* START Entries provided *
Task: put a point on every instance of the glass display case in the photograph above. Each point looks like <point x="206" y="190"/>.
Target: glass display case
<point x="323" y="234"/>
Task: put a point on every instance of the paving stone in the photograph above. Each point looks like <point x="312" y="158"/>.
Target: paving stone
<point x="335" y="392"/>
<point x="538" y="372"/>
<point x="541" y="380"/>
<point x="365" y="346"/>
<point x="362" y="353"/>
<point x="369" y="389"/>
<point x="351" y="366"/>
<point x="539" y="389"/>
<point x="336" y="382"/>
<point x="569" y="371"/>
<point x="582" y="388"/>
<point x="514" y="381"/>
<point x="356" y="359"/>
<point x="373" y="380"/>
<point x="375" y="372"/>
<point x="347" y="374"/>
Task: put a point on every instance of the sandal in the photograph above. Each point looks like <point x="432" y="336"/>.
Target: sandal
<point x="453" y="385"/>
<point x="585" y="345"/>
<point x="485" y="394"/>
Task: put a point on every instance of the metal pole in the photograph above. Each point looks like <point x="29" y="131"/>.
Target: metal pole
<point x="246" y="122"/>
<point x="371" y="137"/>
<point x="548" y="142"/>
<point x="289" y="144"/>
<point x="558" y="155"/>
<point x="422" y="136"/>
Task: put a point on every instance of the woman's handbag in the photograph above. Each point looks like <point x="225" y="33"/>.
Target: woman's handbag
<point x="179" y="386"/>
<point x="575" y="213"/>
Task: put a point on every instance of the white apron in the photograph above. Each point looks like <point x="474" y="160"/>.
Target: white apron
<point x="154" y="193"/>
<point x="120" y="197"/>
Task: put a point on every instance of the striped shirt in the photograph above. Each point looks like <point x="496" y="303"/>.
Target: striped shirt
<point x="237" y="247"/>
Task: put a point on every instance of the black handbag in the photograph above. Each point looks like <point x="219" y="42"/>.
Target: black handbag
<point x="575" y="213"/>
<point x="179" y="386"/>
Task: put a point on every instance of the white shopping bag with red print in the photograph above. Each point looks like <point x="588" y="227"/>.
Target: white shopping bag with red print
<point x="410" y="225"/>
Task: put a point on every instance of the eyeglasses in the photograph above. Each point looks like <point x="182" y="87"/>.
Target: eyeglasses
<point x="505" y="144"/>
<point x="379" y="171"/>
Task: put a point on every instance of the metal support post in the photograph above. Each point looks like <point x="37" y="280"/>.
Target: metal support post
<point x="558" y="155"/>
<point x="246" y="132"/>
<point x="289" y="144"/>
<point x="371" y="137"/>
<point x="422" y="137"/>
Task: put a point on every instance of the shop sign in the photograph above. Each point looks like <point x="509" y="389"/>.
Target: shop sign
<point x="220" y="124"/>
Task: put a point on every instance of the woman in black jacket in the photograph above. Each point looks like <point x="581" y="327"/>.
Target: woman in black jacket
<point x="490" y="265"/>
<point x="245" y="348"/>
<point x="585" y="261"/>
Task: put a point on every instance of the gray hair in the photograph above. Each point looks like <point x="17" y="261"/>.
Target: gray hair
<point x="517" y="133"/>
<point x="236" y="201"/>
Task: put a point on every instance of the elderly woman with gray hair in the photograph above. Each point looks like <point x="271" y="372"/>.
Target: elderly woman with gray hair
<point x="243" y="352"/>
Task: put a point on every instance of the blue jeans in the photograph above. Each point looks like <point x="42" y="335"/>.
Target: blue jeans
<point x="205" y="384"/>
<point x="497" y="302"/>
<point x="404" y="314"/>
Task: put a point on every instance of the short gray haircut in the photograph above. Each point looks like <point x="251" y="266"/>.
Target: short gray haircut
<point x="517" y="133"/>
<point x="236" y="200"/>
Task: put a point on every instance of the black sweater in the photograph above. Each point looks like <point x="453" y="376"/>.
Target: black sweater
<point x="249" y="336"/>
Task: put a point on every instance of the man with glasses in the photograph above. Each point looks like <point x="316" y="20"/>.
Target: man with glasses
* END Entries provided *
Do this: Set down nothing but the lines from the one with "Task: put a point on every instance of the gray" through the end of the records, keeping each line exactly as written and including both ends.

Result below:
Task: put a point on every instance of the gray hair in the photograph above. Each point looks like <point x="17" y="261"/>.
Target: gray hair
<point x="517" y="133"/>
<point x="236" y="201"/>
Task: put a point on every instance of the elderly woman with gray hair in the photograph above. Each point looks like <point x="271" y="372"/>.
Target: elderly woman with gray hair
<point x="243" y="352"/>
Task: put a point on every instance of the blue jeans in the photograph above. Each point looks like <point x="42" y="335"/>.
Target: blue jeans
<point x="205" y="384"/>
<point x="497" y="302"/>
<point x="404" y="314"/>
Task: put a point on every instance of the short gray haircut in the photograph above. Each point looks like <point x="251" y="266"/>.
Target: short gray haircut
<point x="517" y="133"/>
<point x="236" y="200"/>
Task: put a point on every instance of the black sweater in the photograph above. Each point looks like <point x="453" y="376"/>.
Target: black sweater
<point x="249" y="336"/>
Task: put a point on every instance of the man with glasses in the photograph above. Each point looks like <point x="316" y="20"/>.
Target: man with glasses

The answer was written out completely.